(Coordinate annotation lines)
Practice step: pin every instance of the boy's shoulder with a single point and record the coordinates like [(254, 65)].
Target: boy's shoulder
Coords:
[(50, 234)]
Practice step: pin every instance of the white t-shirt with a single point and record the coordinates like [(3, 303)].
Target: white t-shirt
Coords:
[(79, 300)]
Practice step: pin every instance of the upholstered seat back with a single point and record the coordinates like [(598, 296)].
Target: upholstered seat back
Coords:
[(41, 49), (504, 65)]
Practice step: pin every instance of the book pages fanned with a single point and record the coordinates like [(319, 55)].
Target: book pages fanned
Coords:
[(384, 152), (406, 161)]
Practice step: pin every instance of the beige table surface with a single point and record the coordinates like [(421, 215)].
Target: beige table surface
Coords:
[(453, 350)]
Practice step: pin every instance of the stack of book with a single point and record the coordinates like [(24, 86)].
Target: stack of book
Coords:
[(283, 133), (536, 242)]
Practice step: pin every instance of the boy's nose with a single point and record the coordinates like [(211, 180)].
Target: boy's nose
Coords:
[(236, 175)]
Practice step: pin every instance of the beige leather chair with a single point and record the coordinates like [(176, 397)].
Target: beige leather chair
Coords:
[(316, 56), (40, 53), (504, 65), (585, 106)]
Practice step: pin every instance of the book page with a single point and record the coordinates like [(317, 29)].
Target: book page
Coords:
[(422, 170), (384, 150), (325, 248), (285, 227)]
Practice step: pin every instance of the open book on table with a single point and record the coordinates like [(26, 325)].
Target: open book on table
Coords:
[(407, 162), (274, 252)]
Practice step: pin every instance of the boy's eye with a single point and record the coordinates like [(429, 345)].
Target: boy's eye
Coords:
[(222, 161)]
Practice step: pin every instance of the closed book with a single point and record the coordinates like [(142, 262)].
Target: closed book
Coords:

▶ _Goal_
Give the lines above as a numbered list, leaving out any blank lines.

▶ _Solution to this problem_
1. Practice step: pin every instance of the boy's shoulder with a single point and record the coordinates like [(254, 65)].
2. Target: boy's shoulder
3. Coords:
4. [(50, 234)]
5. Practice step: pin every instance of the white t-shirt with a single point and record the coordinates like [(3, 303)].
6. Target: white t-shirt
7. Coords:
8. [(79, 300)]
9. Practice step: pin every instance of the upholstered seat back with a single point and record the coordinates like [(598, 296)].
10. Target: upholstered seat back
11. Coords:
12. [(41, 49), (504, 65)]
13. Practice step: pin every instance of the book pages fanned with a single point and record the coordinates like [(319, 55)].
14. Target: book pages fanned
15. Coords:
16. [(384, 152), (406, 161)]
17. Practice step: pin every instance of the beige table surface with a single point and record the coordinates like [(421, 215)].
18. Target: beige table surface
19. Coords:
20. [(453, 350)]
21. Practice step: pin every instance of the stack of book with a single point and record the coordinates like [(24, 86)].
22. Target: stack of book
23. Coords:
24. [(283, 133), (536, 242)]
25. Practice step: pin every instance of the boy's nose with a single point and record the coordinates like [(211, 180)].
26. Target: boy's nose
27. Coords:
28. [(236, 175)]
29. Practice step: pin every instance of the beige leather chair with a single point and record the coordinates like [(176, 397)].
30. Target: beige leather chair
31. Coords:
32. [(316, 56), (40, 53), (504, 65), (585, 106)]
33. Practice step: pin every instance of the book page with a single point and record the coordinates like [(317, 29)].
34. Target: book page
35. Coords:
36. [(422, 170), (384, 150), (325, 248), (285, 227)]
37. Practice step: pin every instance of the open book on table with a single point and record the coordinates like [(26, 325)].
38. Target: open book on table
39. Coords:
40. [(407, 162), (274, 252)]
41. Practice step: pin every instance of the boy's eye with a single point and record the coordinates like [(429, 345)].
42. Target: boy's eye
43. Coords:
44. [(222, 161)]
45. Practice step: pin every instance of the closed book with a single point and record the coordinates like [(142, 262)].
46. Target: closed book
47. Coords:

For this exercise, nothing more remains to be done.